Поэтому, хотя Шуйский и был "боярский царь", в час своего венчания на царство он "видев столько злоупотреблений неограниченной державной власти <...> дал присягу, дотоле неслыханную: 1) не казнить смертию никого без суда боярского, истинного, законного; 2) преступников не лишать имения, но оставлять его в наследие женам и детям невинным; 3) в изветах требовать прямых явных улик с очей на очи и наказывать клеветников тем же, чему они подвергали винимых ими несправедливо" 2. Здесь - едва ли не впервые до Екатерины II - формулируются гражданские права, которых было начисто лишено русское общество и которые по сути дела должны были перестроить саму установку национального менталитета. Ни о каких боярских специфических привилегиях здесь речи не было. Что же касается боярского суда, то опора на наиболее грамотное сословие было вполне естественной. Но в огне народной войны понятия о правах сгорают как ненужные бумажки, ибо все решается силой оружия, принуждения и произвола.

Династия Романовых ищет новые пути государственного устроения через союз с новым служилым сословием - дворянством - и через создание нового типа государства - империи, где перерыв династии (со смертью Петра II или даже Елизаветы Петровны) отнюдь не приводил к потрясению основ: у дворянства появились сверхличные - имперские и сословные - цели, позволявшие ему производить смену монархов, не нарушая течения государственных дел. Но сам принцип самодержавия дворянство до поры до времени устраивает. Также другие сословия, например, служилых землевладельцев и тяглых посадских торговцев, добиваются определенных гарантий, обеспечивающих их классовые интересы 3. Конечно, существовали и конституционные монархии, что не мешало им быть империями, например Англия. И русское дворянство этот пример знало. Но инстинктивные опасения дворянства лишиться опоры самодержавия в борьбе на два фронта - против влиятельных остатков родовитых боярских семейств и крестьянских бунтов - имели реальную основу.

Что касается крестьянских бунтов, то нужно было напряжение всего дворянства, чтобы противостоять взрывам народной стихийной силы в течение полутора столетий: от восстаний Кондратия Булавина и Степана Разина до крестьянской войны Емельяна Пугачева. Спасало единство интересов с самодержавном государством. Разумеется, в такой социально-исторической ситуации вставать в политическую конфронтацию с самодержавием и требовать себе политических прав было бы для дворянства самоубийственным актом.

## Список строк:
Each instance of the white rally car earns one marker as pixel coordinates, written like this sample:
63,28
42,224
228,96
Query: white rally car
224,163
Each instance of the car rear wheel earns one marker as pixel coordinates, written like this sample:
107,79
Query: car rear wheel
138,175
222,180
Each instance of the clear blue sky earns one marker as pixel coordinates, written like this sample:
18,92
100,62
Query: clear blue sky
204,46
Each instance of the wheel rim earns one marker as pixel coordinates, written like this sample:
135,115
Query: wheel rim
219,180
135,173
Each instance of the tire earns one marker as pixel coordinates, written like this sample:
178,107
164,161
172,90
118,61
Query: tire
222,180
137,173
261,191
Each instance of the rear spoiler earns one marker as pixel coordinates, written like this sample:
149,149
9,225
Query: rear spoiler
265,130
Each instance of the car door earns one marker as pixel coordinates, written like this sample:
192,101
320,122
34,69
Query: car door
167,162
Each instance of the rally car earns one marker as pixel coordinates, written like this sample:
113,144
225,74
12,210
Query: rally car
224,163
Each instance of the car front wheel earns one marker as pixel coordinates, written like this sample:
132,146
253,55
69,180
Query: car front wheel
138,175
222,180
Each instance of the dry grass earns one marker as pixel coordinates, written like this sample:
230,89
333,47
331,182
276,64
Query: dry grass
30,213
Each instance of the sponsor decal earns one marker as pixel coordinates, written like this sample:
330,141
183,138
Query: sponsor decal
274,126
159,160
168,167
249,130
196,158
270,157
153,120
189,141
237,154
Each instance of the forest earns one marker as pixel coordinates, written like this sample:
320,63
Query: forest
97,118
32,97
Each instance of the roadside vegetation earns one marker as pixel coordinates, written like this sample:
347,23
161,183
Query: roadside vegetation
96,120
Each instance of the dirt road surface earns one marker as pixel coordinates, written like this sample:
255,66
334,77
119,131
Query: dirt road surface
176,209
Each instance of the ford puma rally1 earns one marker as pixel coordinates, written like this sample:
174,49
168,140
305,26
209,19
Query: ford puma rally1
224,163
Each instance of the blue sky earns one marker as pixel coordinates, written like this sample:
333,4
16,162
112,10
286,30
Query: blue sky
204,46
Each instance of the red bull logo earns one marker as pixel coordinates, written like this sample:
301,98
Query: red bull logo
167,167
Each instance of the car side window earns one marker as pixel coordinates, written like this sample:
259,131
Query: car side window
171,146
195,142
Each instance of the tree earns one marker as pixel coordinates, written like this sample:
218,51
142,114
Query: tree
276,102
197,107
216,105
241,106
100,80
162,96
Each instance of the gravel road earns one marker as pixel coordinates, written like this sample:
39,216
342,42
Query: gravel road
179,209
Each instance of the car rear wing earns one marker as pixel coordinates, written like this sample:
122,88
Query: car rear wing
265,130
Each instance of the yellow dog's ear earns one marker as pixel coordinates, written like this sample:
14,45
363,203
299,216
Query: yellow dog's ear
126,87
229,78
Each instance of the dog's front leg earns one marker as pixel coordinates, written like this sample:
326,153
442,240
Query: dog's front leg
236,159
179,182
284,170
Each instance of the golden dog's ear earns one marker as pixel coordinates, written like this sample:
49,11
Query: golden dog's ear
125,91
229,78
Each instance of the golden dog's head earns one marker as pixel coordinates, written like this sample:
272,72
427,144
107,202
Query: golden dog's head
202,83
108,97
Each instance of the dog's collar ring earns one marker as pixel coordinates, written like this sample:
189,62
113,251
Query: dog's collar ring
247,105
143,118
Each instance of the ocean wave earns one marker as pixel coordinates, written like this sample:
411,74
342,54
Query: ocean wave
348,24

## Задание:
Воспроизведите дословно участок текста о самодержавии и дворянстве: от слов «Что касается крестьянских» до слов «дворянства самоубийственным актом.» включительно.

## Решение задания:
Что касается крестьянских бунтов, то нужно было напряжение всего дворянства, чтобы противостоять взрывам народной стихийной силы в течение полутора столетий: от восстаний Кондратия Булавина и Степана Разина до крестьянской войны Емельяна Пугачева. Спасало единство интересов с самодержавном государством. Разумеется, в такой социально-исторической ситуации вставать в политическую конфронтацию с самодержавием и требовать себе политических прав было бы для дворянства самоубийственным актом.